= SHORT EXERCISE 1 =
Write out the CRT display passage word for word, beginning at the words "The essential part" and stopping after "an input signal.".

= PAGE =
BEGIN
The essential part of the CRT display control system of the present invention is a display section instruction circuit 12, as shown in FIG. 1, which incudes a decoder 13, display section instruction switches SW0 through SWn, AND gates 14, 15, - - -, 16, and an OR gate 17. The display section instruction circuit 12 functions as a multiplexer circuit (including a decoder 13, and gates 14, 15, - - -, 16, and 17 which introduce the switching signals of the display section instruction switches SW0 through SWn as input signals) which receives the raster address signal (b) developed from the CRT controller 4 as an input signal.
When the character display is conducted in the dot matrix size as shown in FIG. 3, the display section instruction switches SW0 through SW6 are switched off so as to select the raster addresses 0 through 6 as the displayed allowed raster sections. The AND gates corresponding to the display section instruction switches SW0 through SW6 are placed in the non operative condition. The remaining display section instruction switches SW7 through SWF are switched on so as to place the corresponding AND gates in the operative condition, thereby selecting the raster addresses 7 through F as the display inhibited raster sections. Under these conditions, a display section instruction output DISPEN developed from the OR gate 17 bears the logic "H" during the raster addresses 0 through 6, and the logic "L" during the raster addresses 7 through F as shown in FIG. 4.
END
= SOURCE MATERIAL =
BEGIN
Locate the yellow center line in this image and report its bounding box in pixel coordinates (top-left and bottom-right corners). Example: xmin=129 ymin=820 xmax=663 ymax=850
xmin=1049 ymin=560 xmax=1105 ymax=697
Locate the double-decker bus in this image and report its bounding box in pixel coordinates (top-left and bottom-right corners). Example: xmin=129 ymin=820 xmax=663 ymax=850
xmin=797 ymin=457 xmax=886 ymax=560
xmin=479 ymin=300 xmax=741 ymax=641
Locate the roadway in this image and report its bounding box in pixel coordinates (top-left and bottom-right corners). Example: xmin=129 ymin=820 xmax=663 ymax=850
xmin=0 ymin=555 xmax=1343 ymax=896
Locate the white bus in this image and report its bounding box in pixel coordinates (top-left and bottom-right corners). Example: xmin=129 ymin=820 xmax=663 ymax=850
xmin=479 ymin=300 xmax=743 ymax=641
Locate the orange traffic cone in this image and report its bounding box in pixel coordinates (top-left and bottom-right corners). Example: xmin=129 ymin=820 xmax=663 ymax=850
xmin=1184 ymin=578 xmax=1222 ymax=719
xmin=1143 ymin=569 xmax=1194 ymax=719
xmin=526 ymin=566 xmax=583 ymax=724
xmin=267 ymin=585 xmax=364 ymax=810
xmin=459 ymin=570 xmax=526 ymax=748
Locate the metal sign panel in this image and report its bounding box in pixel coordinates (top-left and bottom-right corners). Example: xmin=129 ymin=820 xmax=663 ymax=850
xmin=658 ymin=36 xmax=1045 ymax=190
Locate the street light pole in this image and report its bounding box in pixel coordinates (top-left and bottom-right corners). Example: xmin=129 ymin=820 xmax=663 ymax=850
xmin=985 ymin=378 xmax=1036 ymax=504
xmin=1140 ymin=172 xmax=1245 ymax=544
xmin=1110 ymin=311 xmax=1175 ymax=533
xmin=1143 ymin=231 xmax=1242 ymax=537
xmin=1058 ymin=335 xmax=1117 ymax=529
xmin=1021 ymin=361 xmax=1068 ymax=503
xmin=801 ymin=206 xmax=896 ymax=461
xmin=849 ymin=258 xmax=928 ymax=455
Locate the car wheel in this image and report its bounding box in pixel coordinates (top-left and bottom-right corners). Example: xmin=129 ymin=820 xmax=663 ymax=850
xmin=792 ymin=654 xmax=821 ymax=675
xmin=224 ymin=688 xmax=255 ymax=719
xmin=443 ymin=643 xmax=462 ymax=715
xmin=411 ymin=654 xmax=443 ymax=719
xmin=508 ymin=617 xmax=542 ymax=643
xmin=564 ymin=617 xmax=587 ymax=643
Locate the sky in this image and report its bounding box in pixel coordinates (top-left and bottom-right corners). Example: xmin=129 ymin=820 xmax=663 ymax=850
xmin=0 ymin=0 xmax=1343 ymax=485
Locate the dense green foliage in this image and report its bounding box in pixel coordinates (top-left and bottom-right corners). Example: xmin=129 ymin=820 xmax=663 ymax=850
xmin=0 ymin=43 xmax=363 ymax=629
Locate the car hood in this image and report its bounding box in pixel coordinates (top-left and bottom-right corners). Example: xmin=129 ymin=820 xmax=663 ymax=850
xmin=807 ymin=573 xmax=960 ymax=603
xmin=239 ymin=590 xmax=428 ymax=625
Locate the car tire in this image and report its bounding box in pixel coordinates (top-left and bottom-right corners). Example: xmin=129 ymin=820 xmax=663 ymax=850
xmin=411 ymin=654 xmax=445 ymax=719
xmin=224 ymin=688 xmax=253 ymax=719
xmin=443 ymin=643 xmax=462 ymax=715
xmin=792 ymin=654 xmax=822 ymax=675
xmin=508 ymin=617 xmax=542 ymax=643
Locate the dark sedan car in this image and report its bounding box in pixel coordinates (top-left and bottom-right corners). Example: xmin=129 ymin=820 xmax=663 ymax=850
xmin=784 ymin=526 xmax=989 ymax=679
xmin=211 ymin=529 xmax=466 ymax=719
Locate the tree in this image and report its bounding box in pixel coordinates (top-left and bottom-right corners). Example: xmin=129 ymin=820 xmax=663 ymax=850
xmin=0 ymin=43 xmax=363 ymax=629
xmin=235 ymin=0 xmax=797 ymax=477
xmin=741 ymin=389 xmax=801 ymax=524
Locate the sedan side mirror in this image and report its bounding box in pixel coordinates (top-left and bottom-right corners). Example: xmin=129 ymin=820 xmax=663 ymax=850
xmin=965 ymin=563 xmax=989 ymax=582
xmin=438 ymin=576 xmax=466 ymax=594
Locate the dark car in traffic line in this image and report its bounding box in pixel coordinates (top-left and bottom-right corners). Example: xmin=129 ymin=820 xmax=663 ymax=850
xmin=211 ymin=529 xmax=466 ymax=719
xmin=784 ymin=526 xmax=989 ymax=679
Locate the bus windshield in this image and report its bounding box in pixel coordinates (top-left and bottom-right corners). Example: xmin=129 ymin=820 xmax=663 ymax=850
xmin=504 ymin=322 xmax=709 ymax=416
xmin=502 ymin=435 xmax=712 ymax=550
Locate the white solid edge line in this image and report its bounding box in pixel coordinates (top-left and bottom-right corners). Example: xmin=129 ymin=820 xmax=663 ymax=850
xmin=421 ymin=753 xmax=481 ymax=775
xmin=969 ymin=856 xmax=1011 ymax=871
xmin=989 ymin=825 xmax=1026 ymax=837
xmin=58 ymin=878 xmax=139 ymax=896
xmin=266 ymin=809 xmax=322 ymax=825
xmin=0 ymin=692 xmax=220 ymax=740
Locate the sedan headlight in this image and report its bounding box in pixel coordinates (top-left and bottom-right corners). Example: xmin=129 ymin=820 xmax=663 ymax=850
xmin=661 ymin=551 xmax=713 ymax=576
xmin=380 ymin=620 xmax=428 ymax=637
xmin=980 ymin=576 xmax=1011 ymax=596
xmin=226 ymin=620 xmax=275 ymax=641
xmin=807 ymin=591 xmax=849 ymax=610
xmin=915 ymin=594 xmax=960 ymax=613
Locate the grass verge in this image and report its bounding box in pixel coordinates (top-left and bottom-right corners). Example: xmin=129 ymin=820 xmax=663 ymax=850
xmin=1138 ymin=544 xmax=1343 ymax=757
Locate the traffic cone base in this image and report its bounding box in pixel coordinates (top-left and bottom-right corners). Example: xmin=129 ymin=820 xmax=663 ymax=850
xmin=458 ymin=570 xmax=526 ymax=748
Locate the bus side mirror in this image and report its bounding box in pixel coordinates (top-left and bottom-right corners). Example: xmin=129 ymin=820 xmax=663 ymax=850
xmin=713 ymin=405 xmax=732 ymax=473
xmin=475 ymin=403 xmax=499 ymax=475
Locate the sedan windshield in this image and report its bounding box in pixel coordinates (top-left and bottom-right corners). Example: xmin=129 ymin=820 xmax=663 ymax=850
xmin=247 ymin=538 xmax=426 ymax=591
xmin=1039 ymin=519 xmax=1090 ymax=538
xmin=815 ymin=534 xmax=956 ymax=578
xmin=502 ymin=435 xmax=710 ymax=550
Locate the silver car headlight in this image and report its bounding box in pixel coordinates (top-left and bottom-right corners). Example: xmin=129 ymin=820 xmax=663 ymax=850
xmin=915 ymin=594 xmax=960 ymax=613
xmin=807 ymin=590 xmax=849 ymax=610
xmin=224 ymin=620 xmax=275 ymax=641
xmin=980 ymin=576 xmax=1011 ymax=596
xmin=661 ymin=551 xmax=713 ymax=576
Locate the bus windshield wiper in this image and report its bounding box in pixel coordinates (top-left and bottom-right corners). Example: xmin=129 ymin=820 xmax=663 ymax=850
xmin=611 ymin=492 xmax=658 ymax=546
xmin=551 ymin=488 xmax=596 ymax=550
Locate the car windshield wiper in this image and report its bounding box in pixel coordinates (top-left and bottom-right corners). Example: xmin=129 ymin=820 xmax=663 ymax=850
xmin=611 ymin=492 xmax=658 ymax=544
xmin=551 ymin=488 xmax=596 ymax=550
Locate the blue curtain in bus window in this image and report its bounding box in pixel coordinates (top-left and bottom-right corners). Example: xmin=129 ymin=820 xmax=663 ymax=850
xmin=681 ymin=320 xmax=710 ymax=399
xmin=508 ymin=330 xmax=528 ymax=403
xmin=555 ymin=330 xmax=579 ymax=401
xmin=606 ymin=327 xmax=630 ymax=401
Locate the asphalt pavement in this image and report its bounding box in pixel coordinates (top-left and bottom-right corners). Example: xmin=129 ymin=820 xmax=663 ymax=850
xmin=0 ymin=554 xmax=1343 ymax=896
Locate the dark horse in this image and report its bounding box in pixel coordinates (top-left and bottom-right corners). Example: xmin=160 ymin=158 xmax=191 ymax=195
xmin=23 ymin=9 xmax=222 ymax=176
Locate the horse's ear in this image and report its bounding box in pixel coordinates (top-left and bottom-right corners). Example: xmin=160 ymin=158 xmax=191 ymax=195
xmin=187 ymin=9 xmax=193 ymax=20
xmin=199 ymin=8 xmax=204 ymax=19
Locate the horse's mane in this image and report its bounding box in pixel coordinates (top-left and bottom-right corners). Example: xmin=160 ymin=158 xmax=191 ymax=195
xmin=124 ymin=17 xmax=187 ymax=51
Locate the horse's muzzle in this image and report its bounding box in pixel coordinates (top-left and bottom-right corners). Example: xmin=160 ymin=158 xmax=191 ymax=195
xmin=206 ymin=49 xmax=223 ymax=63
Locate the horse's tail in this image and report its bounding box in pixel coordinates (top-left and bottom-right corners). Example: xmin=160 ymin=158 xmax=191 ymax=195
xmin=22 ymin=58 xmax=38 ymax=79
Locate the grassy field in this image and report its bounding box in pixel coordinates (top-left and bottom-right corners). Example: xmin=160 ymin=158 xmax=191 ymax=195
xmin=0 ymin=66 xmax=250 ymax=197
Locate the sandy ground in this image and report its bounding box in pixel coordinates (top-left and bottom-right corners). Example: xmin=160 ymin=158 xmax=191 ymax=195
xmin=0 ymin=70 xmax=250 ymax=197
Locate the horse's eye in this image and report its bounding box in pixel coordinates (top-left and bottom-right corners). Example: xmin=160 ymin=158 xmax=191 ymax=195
END
= SHORT EXERCISE 2 =
Please repeat the listing above verbatim, from its first line through the line that contains "xmin=479 ymin=300 xmax=743 ymax=641", and include that line.

= WRITTEN ANSWER 1 =
The essential part of the CRT display control system of the present invention is a display section instruction circuit 12, as shown in FIG. 1, which incudes a decoder 13, display section instruction switches SW0 through SWn, AND gates 14, 15, - - -, 16, and an OR gate 17. The display section instruction circuit 12 functions as a multiplexer circuit (including a decoder 13, and gates 14, 15, - - -, 16, and 17 which introduce the switching signals of the display section instruction switches SW0 through SWn as input signals) which receives the raster address signal (b) developed from the CRT controller 4 as an input signal.

= WRITTEN ANSWER 2 =
Locate the yellow center line in this image and report its bounding box in pixel coordinates (top-left and bottom-right corners). Example: xmin=129 ymin=820 xmax=663 ymax=850
xmin=1049 ymin=560 xmax=1105 ymax=697
Locate the double-decker bus in this image and report its bounding box in pixel coordinates (top-left and bottom-right corners). Example: xmin=129 ymin=820 xmax=663 ymax=850
xmin=797 ymin=457 xmax=886 ymax=560
xmin=479 ymin=300 xmax=741 ymax=641
Locate the roadway in this image and report its bounding box in pixel coordinates (top-left and bottom-right corners). Example: xmin=129 ymin=820 xmax=663 ymax=850
xmin=0 ymin=555 xmax=1343 ymax=896
Locate the white bus in this image and report its bounding box in pixel coordinates (top-left and bottom-right corners). Example: xmin=129 ymin=820 xmax=663 ymax=850
xmin=479 ymin=300 xmax=743 ymax=641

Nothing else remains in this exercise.